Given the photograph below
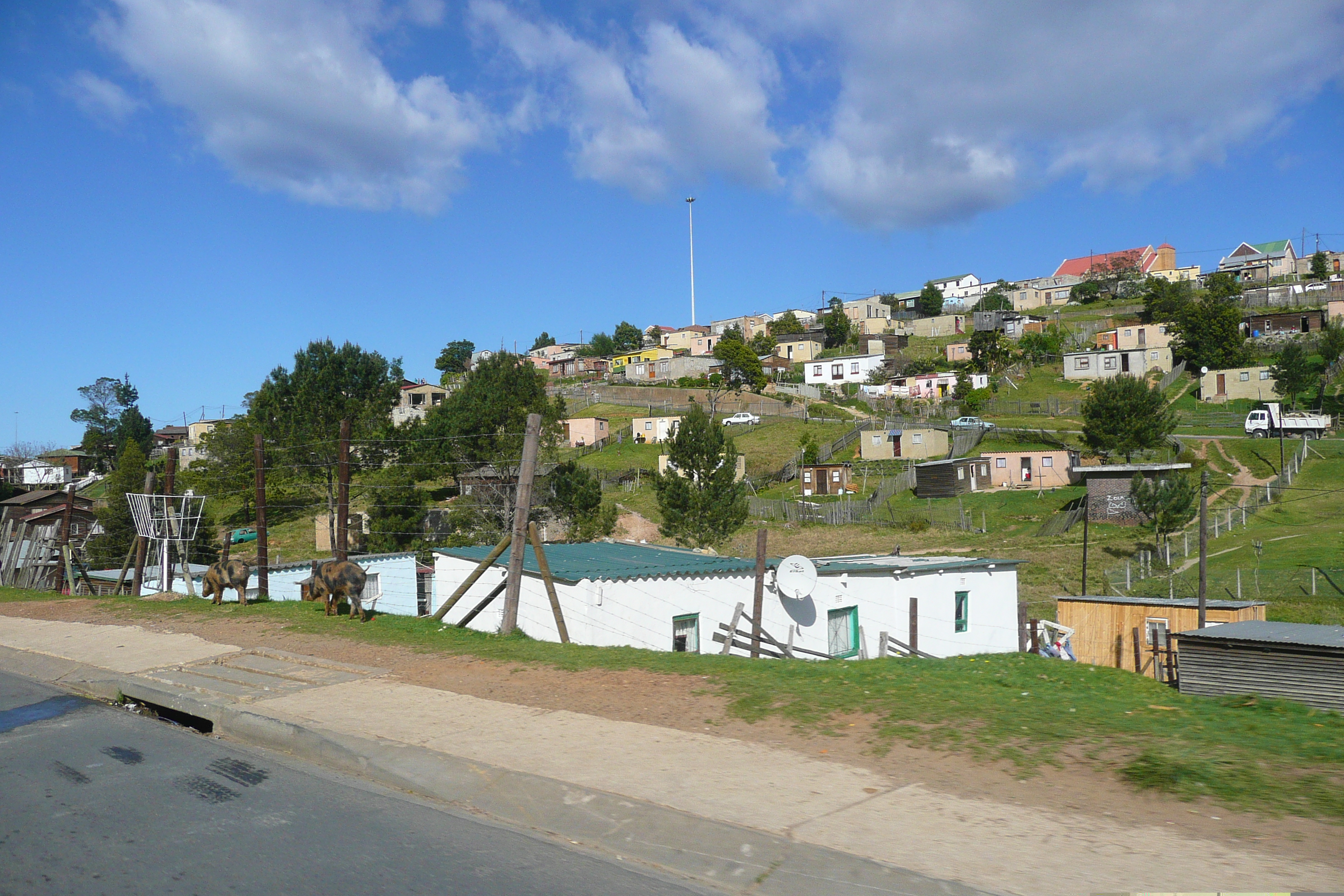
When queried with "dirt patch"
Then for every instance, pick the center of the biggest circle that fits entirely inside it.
(690, 703)
(635, 527)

========================================================================

§ **TASK OBJECTIVE**: Lay out the entries above as a two-column CSV with the headers entry_text and answer. Give one row per entry, put each field in quotes, replace line breaks with spaces, and leave the pictures out.

§ **RESPONSE TO THIS TASK**:
entry_text,answer
"Given the photograph below When queried with ""dirt patch"" Then for every instance, pick the center of the biggest circle that fits entirely inside it.","(690, 703) (635, 527)"